**Brief A**:
From the Gaza article, return the passage that opens with the words containing "Egypt has consistently" and closes with "the battered strip.", copied verbatim.
**Brief B**:
According to the Gaza article, what total did the reconstruction donor conference raise?

**Text excerpt**:
The Egyptian Ambassador to the United Nations Amr Abu Atta called on Tuesday for an “expedited end to the Israeli occupation” of the Palestinian territories during a UN Security Council meeting.
The ambassador’s comments come just days before indirect peace talks between Israeli and Palestinian authorities are set to resume in Cairo.
In a statement released by the Egyptian foreign ministry, Abu Atta said that “claims that [Israel] invoked to justify continued occupation and siege on Gaza are contrary to logic”. Abu Atta said this was evidenced by three Israeli sieges on the Gaza in the last decade alone.
Egypt has consistently pushed for a two-state solution divided among 1967 borders with a Palestinian capital in East Jerusalem.
“It’s time to end the conflict without delay,” Abu Atta said, echoing the words used by Egyptian President Abdel Fattah Al-Sisi at the recent Gaza reconstruction donor conference in Cairo.
The reconstruction donor conference was by most measures a success, raising a total of $5.4bn for reconstruction efforts in the battered strip.
“I urge the international community to move quickly to deliver much needed assistance,” UN Secretary General Ban Ki-moon said at Tuesday’s Security Council meeting. “Nothing could have prepared me for what I witnessed in Gaza.”
“I fully understand the security threat to Israel from rockets above and tunnels below,” Ban continued. “At the same time, the scale of the destruction in Gaza has left deep questions about proportionality and the need for accountability.”
Palestinian and Israeli officials have traded heated comments leading up to this month’s continuation of peace talks.
On Monday, Israeli Minister of Defence Moshe Ya’alon told Ban that Israel would not allow construction materials into Gaza if Palestinians planned on rebuilding what Israel refers to as “terror tunnels”. The minister added that these tunnels could be used to stage attacks on Israeli targets.
Hamas spokesman Sami Abu Zuhri responded Tuesday that Ya’alon’s comments are “blackmail”. He added that such comments “emphasise the reluctance of [Israel] in the lifting the blockade and facilitating the entry of reconstruction materials”.
Ban said he witnessed the first shipments of “urgently needed construction materials” enter the Gaza Strip during his recent visit. He added that it remains unclear if any of the money donated at the reconstruction conference has been transferred to Palestinian officials.
Leading up to the reconstruction conference, international rights watchdog Human Rights Watch (HRW) vocally urged donors at the conference to end the Israeli blockade, calling it “collective punishment” on Gazans.
In a mid-October statement, HRW said Israeli restrictions on the movement of people and goods into and out of Gaza “harm people’s access to water, education, and other fundamental rights”. The statement added that imposed restrictions “hinder sustainable recovery” in the besieged strip.
“Donors who keep footing the bill to rebuild Gaza should insist that Israel lift unjustified restrictions that are worsening a grim humanitarian situation and needlessly punishing civilians,” said Sarah Leah Whitson, HRW’s Middle East and North Africa director.
The current land, air and sea blockade of the Gaza Strip has been enforced since 2007 when Hamas took control of government institutions. It has prevented agricultural and commercial goods, as well as food, fuel, medicine and other necessities from reaching Palestinians.
Egypt’s single border crossing with the besieged strip, the Rafah crossing, has been largely kept closed since 2007, which, according to HRW, “reinforces” the Israeli blockade.

**Supplied information**:
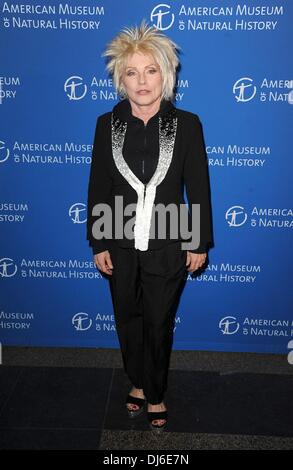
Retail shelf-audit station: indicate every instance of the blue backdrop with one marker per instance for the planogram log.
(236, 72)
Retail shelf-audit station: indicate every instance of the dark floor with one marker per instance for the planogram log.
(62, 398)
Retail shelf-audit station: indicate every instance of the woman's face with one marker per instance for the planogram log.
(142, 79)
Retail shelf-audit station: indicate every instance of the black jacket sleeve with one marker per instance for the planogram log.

---

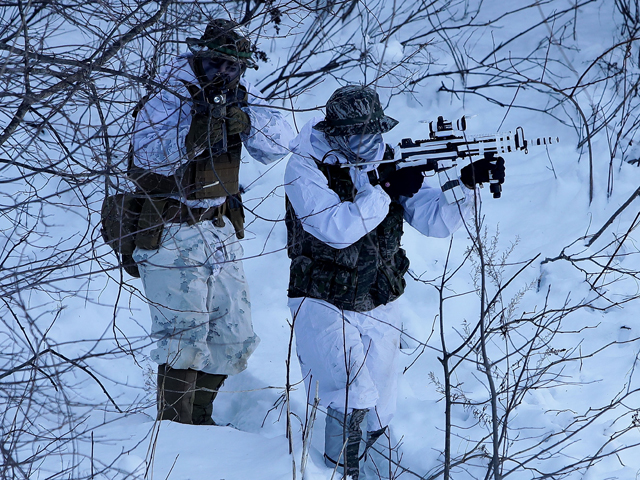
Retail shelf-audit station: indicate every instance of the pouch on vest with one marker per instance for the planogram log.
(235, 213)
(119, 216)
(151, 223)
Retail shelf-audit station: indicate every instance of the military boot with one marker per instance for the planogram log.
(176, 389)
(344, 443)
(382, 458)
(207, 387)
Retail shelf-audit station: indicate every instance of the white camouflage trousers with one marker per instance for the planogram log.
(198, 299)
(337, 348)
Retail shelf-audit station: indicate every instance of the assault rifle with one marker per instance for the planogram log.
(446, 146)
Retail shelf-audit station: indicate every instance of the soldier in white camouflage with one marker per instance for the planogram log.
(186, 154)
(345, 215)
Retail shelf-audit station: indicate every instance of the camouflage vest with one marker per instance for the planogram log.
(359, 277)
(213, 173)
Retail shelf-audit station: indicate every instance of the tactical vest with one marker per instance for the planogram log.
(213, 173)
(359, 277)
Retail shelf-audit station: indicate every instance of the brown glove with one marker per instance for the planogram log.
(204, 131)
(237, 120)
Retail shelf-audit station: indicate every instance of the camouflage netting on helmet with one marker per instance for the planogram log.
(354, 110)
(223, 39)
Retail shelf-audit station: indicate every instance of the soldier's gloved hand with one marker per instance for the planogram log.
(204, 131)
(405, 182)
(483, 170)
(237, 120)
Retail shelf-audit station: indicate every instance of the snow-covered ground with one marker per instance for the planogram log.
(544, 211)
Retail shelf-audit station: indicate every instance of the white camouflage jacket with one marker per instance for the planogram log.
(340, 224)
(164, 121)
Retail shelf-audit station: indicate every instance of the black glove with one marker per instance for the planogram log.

---

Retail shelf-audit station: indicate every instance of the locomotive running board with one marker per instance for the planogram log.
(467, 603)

**Your response A**:
Egypt has consistently pushed for a two-state solution divided among 1967 borders with a Palestinian capital in East Jerusalem.
“It’s time to end the conflict without delay,” Abu Atta said, echoing the words used by Egyptian President Abdel Fattah Al-Sisi at the recent Gaza reconstruction donor conference in Cairo.
The reconstruction donor conference was by most measures a success, raising a total of $5.4bn for reconstruction efforts in the battered strip.

**Your response B**:
$5.4bn